• _Quoted text_
* * *
The defendants’ television broadcast contributed to the public discussion of the issue by
identifying Hall as a beneficiary and showing her on camera. We conclude that the acts
from which the complaint arises, specified ante, constituted conduct in furtherance of the
defendants’ right of free speech ‘in connection with a public issue or an issue of public
interest’ (§ 425.16, subd. (e)(4)).” (Hall v. Time Warner, Inc., supra, 153 Cal.App.4th at
p. 1347.)
12
In the present case, there is no evidence of any such interest. Nothing in the
record in this case suggests that defendant has the public interest or following that Brando
had; the only evidence in the record is her self-serving and factually shallow claim,
coupled with a profession of celebrity by one of her lawyers. Nor is there is any socially
important implication in this case akin to that presented by Brando’s gift to his
housekeeper to the exclusion of his heirs at law, or as in the viatical settlements case
upon which defendant also relies. Further, there is no evidence of any such celebrity on
the part of plaintiff. The record contains only her own description of herself in the
present complaint as an “up and coming fashion designer,” and copies of print outs of
postings on the internet regarding the prior litigation, and claims by defendant’s counsel
of the number of “followers” plaintiff has on three Web sites. There is no evidence of
any renewed interest on the part of the public in this renewed litigation.
Seelig v. Infinity Broadcasting Corp. (2002) 97 Cal.App.4th 798 (Seelig),
addressed whether statements by a San Francisco radio show mocking the plaintiff, a
former participant on a “reality television show” (Who Wants to Marry A
Multimillionaire), were made in connection with an issue of public interest. There, the
plaintiff had voluntarily placed herself in the public eye by willingly participating in a
television program which had “generated considerable debate within the media on what
its advent signified about the condition of American society.” (Id. at p. 807.) There is no
evidence in this case that plaintiff interjected herself into any public forum or that
defendant’s personalized attacks on plaintiff have any general social significance.
* * *
• _Task instructions_
#1 According to the court opinion, how does the plaintiff describe herself in the present complaint?
#2 Render this sentence from the court opinion in Spanish: "There is no evidence of any renewed interest on the part of the public in this renewed litigation."
#3 Write the next part of the court opinion, picking up after its final sentence.
The listing that comes next has no connection to the court opinion.

• _Recorded data_
* * *
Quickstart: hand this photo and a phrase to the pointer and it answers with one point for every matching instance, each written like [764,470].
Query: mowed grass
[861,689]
* * *
• _Responses_
#1 She describes herself as an "up and coming fashion designer."

#2 No hay pruebas de ningún interés renovado por parte del público en este litigio renovado.

#3
The closest case upon which defendant relies is Nygard, Inc. v. Uusi-Kerttulla
(2008) 159 Cal.App.4th 1027 (Nygard), which involved statements made by a terminated
company employee to the press regarding specific activities of the owner of his employer
entity. In sustaining the trial court’s ruling that the matter was one of public interest, the
Court of Appeal stated:
13
“‘Taken together, these cases and the legislative history that discusses them
suggest that ‘an issue of public interest’ within the meaning of section 425.16,
subdivision (e)(3) is any issue in which the public is interested. In other words, the issue
need not be ‘significant’ to be protected by the anti-SLAPP statute—it is enough that it is
one in which the public takes an interest. Judged by this standard, the trial court correctly
concluded that the statements on which the present suit is based concern an issue of
public interest. According to evidence introduced by defendants in support of their
motions to strike, there is ‘extensive interest’ in Nygård—‘a prominent businessman and
celebrity of Finnish extraction’—among the Finnish public. Further, defendants’
evidence suggests that there is particular interest among the magazine’s readership in
‘information having to do with Mr. Nygård’s famous Bahamas residence which has been
the subject of much publicity in Finland.’ The June 2005 article was intended to satisfy
that interest.” (Nygard, supra, 159 Cal.App.4th at p. 1042.)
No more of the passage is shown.